> Task goal: Could you write out the lines from the one with "Note: pick out the train windshield" up to and including the one with "column 409, row 161" as a numbered list, with blank lines skipped and the pictures left out?

> Stored data:
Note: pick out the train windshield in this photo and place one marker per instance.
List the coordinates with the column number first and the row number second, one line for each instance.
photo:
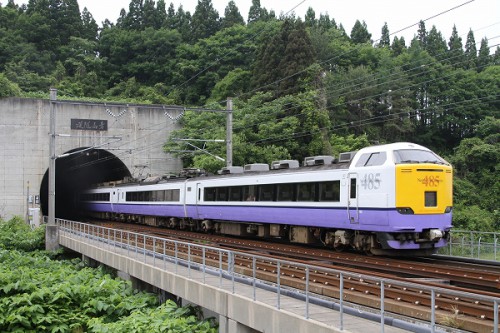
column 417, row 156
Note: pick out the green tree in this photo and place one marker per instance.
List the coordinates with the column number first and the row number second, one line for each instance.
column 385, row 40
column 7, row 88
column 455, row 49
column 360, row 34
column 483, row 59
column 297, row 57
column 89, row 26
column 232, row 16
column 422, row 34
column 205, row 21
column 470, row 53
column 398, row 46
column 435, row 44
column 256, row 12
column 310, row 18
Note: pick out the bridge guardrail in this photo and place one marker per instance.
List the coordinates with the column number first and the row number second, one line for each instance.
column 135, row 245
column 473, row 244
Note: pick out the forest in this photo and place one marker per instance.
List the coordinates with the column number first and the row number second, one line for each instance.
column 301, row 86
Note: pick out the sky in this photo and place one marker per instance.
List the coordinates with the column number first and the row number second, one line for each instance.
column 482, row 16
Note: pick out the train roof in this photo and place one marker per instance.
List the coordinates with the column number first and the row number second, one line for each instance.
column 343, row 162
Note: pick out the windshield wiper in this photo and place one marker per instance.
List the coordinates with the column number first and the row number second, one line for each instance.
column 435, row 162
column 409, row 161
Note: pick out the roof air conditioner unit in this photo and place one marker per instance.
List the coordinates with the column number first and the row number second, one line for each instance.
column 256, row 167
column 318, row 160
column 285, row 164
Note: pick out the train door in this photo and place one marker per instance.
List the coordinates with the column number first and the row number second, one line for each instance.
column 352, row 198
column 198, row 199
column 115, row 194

* * *

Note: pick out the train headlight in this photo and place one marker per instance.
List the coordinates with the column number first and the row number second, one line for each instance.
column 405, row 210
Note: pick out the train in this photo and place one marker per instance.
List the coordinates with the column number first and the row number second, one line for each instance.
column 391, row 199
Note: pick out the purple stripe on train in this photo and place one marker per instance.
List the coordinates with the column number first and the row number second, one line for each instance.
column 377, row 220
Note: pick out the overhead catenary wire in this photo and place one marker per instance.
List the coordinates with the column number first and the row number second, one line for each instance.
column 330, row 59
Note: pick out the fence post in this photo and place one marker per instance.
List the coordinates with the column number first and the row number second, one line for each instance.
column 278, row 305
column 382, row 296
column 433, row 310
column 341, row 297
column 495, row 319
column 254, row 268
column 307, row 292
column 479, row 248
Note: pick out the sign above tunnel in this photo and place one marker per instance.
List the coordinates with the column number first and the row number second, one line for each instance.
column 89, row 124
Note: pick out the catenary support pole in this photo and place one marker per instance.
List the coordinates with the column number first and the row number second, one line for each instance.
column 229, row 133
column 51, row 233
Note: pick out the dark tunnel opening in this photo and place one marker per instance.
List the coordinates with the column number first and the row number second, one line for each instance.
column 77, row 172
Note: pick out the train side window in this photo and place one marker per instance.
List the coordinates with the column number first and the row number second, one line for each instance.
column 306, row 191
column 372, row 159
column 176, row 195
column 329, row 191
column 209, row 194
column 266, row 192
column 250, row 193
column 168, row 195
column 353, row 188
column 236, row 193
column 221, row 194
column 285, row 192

---

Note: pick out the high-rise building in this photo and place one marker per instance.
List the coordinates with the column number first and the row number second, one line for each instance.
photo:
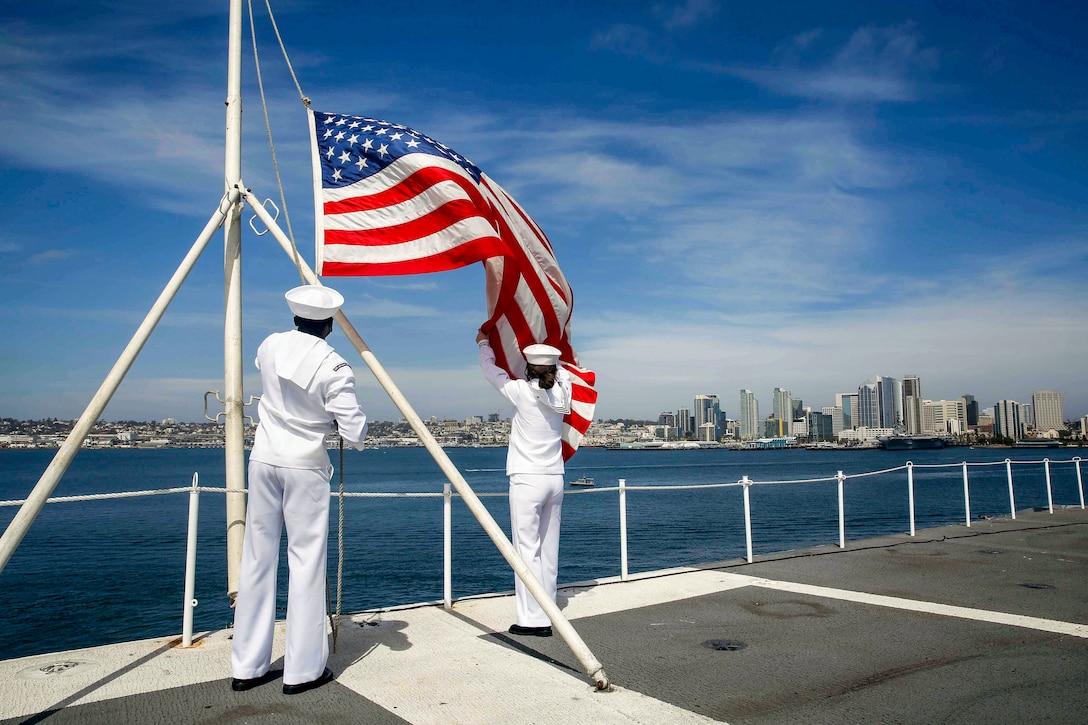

> Complete answer:
1. Note: pick out the train windshield in this photo and place one marker per instance.
2. List the coordinates with the column number first and the row number second, one line for each instance.
3. photo:
4. column 417, row 156
5. Note: pick out the green tree in this photo and place one marker per instance.
6. List the coordinates with the column number first and the row number second, one line for each instance.
7. column 385, row 40
8. column 7, row 88
9. column 455, row 49
10. column 360, row 34
11. column 483, row 59
12. column 297, row 57
13. column 89, row 26
14. column 232, row 16
15. column 422, row 34
16. column 205, row 21
17. column 470, row 53
18. column 398, row 46
19. column 435, row 44
20. column 256, row 12
21. column 310, row 18
22. Note: pick out the bridge guardrail in this photo and place one marker per instance.
23. List the coordinates with the column number first and the row number second, one line for each instance.
24. column 135, row 245
25. column 473, row 244
26. Note: pick out the forest in this photo and place one marker per instance.
27. List the coordinates with the column number first and the row number second, one line for each instance.
28. column 301, row 86
29. Note: pick out the sky in this photo and place one marker per instance.
30. List the coordinates with the column number first and the row number second, one line for each instance.
31. column 482, row 16
32. Note: pick out the train roof in this photo and place one marker per instance.
33. List the coordinates with the column number first and the row number second, one line for each instance.
34. column 343, row 162
35. Note: pick out the windshield wiper in this photo and place one marker per instance.
36. List the coordinates with the column number first and the row number second, one line for each instance.
37. column 435, row 162
38. column 409, row 161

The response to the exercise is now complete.